● **Task statement**: Begin at the line that contains "written like <point>418,227</point>." and stop after the last line of the material. Reproduce every line, and offset each coordinate in the answer points by 106.

● **Dataset excerpts on object pointing**:
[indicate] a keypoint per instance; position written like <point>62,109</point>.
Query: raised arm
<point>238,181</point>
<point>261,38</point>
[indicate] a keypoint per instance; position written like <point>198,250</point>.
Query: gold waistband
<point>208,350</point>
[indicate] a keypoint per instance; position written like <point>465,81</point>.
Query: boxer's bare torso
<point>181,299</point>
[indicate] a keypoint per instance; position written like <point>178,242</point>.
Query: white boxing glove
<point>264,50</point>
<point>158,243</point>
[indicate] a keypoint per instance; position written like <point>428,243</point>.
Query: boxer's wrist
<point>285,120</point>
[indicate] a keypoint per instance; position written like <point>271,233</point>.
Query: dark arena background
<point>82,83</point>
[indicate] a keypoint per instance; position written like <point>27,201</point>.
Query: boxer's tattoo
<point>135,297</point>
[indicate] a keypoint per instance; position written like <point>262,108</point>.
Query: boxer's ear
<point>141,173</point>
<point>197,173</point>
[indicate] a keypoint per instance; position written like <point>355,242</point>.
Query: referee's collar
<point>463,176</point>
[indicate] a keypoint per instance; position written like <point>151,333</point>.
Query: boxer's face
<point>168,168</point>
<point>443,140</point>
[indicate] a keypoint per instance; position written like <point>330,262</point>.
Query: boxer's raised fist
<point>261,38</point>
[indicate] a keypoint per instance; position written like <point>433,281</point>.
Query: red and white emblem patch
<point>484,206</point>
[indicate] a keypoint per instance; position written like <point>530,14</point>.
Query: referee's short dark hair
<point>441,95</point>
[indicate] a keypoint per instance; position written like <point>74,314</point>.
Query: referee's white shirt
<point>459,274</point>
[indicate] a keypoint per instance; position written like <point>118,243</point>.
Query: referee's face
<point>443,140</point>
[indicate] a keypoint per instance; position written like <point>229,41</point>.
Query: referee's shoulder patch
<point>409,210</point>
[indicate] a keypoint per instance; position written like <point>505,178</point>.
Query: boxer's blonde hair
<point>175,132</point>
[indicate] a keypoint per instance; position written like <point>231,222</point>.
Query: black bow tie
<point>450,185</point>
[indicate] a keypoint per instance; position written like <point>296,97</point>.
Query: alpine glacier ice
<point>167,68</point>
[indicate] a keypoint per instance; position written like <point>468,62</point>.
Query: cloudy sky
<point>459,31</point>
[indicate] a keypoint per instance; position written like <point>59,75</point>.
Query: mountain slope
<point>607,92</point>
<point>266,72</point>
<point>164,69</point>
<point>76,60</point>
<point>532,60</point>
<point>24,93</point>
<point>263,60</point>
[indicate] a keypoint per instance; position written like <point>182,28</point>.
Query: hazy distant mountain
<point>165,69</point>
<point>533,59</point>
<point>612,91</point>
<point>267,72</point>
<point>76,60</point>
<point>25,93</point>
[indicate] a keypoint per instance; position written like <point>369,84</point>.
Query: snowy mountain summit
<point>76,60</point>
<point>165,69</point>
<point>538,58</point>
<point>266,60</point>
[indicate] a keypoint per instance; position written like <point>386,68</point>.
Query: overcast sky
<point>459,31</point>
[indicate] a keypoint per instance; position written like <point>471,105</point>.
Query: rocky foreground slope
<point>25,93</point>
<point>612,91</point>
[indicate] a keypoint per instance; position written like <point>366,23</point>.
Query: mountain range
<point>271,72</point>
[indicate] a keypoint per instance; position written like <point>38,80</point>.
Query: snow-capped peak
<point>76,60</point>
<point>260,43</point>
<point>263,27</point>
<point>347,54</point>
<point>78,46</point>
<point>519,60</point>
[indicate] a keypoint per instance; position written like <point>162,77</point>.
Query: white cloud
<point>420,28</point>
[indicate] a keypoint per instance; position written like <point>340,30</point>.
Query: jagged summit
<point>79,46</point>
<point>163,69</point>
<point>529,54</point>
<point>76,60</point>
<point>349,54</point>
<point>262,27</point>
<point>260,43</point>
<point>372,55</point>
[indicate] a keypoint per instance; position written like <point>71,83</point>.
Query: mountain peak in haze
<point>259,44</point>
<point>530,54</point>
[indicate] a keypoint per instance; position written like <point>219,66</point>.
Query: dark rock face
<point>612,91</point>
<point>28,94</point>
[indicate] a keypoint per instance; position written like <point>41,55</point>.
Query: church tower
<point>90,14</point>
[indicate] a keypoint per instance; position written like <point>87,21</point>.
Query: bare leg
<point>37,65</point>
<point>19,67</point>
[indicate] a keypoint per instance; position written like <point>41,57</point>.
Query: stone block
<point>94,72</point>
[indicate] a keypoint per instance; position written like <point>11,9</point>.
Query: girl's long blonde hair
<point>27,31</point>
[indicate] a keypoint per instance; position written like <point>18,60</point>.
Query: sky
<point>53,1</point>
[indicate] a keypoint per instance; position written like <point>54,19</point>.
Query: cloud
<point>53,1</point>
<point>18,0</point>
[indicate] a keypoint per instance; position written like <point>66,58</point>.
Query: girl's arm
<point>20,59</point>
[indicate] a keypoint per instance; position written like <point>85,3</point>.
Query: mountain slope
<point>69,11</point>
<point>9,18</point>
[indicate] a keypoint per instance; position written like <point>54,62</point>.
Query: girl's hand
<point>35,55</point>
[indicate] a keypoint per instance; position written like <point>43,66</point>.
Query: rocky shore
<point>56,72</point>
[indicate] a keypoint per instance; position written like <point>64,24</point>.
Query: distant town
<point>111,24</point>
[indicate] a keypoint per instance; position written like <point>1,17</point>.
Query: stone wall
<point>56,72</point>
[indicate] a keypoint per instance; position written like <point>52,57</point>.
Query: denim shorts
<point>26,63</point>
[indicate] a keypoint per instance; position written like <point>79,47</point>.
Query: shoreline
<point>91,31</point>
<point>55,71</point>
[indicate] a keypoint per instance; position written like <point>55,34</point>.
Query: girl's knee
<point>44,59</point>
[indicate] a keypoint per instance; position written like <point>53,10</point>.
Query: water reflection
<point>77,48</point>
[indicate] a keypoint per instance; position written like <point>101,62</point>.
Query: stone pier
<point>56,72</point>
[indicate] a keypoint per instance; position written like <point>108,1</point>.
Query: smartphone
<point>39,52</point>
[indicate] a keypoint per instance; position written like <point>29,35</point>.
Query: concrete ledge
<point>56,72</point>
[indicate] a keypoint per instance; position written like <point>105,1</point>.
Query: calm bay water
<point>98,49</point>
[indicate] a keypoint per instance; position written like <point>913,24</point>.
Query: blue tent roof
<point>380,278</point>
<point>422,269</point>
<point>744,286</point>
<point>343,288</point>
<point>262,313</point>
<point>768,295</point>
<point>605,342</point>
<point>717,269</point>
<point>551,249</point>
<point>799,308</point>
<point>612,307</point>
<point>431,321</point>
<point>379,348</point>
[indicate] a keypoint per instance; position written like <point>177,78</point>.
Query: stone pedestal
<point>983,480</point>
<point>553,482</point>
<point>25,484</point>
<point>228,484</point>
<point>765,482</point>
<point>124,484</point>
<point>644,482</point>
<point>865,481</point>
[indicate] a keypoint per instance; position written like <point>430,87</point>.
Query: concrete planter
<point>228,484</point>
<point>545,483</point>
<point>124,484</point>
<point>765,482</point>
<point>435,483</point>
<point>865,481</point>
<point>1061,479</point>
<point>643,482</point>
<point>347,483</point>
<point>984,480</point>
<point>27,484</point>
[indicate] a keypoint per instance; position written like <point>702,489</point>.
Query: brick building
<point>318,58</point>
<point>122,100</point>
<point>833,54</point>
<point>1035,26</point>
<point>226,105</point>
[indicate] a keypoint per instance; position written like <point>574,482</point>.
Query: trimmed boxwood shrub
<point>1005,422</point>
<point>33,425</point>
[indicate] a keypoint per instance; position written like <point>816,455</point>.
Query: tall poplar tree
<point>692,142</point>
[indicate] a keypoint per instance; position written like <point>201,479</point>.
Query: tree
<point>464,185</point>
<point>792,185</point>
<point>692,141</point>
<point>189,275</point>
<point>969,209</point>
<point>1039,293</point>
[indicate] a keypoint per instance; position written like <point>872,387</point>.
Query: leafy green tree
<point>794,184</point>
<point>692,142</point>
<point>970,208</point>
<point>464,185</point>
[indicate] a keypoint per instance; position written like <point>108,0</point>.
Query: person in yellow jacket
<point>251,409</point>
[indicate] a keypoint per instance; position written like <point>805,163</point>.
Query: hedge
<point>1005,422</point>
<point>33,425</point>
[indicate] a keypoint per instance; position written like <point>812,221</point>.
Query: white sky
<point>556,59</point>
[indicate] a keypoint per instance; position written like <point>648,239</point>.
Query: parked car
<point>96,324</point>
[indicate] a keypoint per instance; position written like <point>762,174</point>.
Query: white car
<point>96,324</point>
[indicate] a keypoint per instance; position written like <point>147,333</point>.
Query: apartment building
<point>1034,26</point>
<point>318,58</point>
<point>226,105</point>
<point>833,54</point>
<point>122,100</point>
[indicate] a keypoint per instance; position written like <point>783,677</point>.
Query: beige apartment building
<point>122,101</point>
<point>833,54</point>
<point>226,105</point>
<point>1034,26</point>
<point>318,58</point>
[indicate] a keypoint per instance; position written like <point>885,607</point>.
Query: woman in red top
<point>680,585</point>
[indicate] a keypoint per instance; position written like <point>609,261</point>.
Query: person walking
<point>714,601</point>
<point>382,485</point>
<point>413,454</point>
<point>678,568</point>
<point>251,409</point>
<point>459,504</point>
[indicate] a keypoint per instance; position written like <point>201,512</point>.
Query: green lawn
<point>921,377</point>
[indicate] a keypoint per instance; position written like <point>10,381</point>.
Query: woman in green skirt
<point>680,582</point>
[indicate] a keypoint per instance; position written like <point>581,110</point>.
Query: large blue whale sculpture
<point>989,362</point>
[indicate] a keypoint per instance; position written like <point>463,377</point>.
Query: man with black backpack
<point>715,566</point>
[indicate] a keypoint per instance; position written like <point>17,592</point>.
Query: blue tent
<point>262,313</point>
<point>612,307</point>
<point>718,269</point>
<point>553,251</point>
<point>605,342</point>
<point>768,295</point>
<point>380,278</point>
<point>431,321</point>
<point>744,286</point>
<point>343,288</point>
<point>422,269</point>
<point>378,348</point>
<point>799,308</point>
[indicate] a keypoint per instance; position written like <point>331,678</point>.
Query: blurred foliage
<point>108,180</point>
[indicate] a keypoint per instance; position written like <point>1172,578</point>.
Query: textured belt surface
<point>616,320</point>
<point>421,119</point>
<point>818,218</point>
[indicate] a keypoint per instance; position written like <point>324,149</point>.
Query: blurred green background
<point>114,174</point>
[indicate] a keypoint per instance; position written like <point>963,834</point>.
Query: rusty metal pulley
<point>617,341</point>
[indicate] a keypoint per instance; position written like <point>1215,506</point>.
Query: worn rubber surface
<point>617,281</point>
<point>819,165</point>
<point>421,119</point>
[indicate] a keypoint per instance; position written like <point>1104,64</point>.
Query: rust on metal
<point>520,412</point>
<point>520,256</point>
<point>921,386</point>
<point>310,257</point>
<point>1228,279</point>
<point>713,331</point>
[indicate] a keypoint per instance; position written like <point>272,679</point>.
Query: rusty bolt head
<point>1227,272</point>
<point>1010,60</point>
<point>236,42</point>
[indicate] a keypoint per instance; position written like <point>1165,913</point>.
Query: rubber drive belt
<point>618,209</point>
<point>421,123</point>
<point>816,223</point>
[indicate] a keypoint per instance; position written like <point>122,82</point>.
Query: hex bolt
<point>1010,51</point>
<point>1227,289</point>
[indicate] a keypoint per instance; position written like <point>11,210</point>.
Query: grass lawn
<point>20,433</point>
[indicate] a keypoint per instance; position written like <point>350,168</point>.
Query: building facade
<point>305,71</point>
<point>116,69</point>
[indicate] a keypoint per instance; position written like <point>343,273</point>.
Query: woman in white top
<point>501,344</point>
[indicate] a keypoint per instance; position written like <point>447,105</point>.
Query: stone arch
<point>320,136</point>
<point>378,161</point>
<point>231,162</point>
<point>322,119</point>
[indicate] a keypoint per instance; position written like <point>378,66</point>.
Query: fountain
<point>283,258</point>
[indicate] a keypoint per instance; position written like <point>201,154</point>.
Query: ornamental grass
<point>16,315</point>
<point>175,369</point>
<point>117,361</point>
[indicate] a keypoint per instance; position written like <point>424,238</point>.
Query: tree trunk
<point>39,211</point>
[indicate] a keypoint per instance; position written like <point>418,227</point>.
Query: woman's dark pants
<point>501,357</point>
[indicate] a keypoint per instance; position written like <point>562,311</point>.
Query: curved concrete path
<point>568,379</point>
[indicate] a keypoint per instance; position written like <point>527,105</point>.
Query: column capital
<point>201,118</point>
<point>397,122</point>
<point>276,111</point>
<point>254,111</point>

● **The result**:
[indicate] a keypoint per instance; position written like <point>418,227</point>.
Query: woman's dark pants
<point>607,463</point>
[indicate] a keypoint per instance; position written like <point>562,311</point>.
Query: curved concrete path
<point>674,485</point>
[indicate] a keypoint per instance; position written like <point>527,105</point>.
Query: column capital
<point>307,224</point>
<point>503,228</point>
<point>382,217</point>
<point>360,217</point>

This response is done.